> **Passage**
- Theatrical release poster
- Directed by: Miguel García de la Calera
- Written by: Javier Dampierre Ricardo Urroz
- Produced by: Matias Cardone Pedro José de la Fuente García Hans García Carlos Hansen Federico Moreira Adolfo López Sojo
- Starring: Benjamín Vicuña Adriana Ugarte
- Cinematography: Analia Pollio
- Edited by: Damian Tetelbaum
- Music by: Miguel Miranda José Miguel Tobar
- Production companies: Helix La Higuera Films Gonitel Inversiones Cinematográficas Ibermedia Uruguay Audiovisual
- Release dates: November 29, 2024 (Mar del Plata); January 2, 2025 (Uruguay); January 16, 2025 (Chile); July 31, 2025 (Dominican Republic);
- Running time: 112 minutes
- Countries: Spain Dominican Republic Uruguay Chile
- Language: Spanish

= The Silence of Marcos Tremmer =

The Silence of Marcos Tremmer (Spanish: El silencio de Marcos Tremmer) is a 2024 romantic drama film directed by Miguel García de la Calera and written by Javier Dampierre and Ricardo Urroz. It stars Benjamín Vicuña and Adriana Ugarte as a couple whose relationship will be affected when Marcos Tremmer is diagnosed with a fatal illness.

A co-production between Spain, the Dominican Republic, Uruguay and Chile, the film premiered on November 29, 2024, at the 39th Mar del Plata International Film Festival.

== Sinopsis ==

Marcos Tremmer is a Uruguayan publicist living in Madrid, Spain, with his wife, Lucía, whom he loves dearly. However, Marcos is diagnosed with a life-threatening illness and will soon die. As a result, he distances himself from Lucía so she can rebuild her life without him.

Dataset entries
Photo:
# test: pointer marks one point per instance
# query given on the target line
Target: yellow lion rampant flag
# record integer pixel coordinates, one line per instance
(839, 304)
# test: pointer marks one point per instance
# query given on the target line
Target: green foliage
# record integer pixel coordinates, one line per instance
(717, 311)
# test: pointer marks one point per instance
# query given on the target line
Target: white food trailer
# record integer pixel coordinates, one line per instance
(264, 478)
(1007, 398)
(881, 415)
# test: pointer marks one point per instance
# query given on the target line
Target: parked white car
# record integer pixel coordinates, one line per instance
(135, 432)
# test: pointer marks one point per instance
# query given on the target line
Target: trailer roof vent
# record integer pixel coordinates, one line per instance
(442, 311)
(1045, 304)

--

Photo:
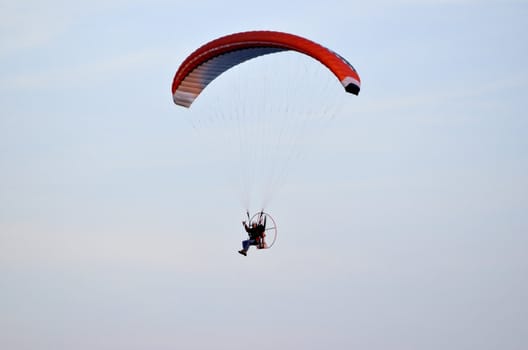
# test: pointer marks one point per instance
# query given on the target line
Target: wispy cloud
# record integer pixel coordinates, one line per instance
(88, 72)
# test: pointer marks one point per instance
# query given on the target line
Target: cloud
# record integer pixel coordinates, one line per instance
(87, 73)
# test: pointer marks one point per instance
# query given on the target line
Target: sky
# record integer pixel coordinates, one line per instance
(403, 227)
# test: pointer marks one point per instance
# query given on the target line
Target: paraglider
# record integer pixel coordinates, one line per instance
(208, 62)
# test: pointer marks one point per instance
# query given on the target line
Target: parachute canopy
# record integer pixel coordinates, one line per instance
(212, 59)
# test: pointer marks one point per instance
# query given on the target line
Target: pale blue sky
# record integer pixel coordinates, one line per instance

> **Exercise**
Decide whether each statement agrees with the article on The Silence of Marcos Tremmer, answering yes or no and quoting the article's deciding words. 1. The film premiered at the Mar del Plata International Film Festival. 2. Marcos Tremmer is a Spanish publicist living in Montevideo. 3. The film runs 112 minutes.

> **Your solution**
1. Yes: "the film premiered on November 29, 2024, at the 39th Mar del Plata International Film Festival."
2. No: "Marcos Tremmer is a Uruguayan publicist living in Madrid, Spain"
3. Yes: "Running time: 112 minutes"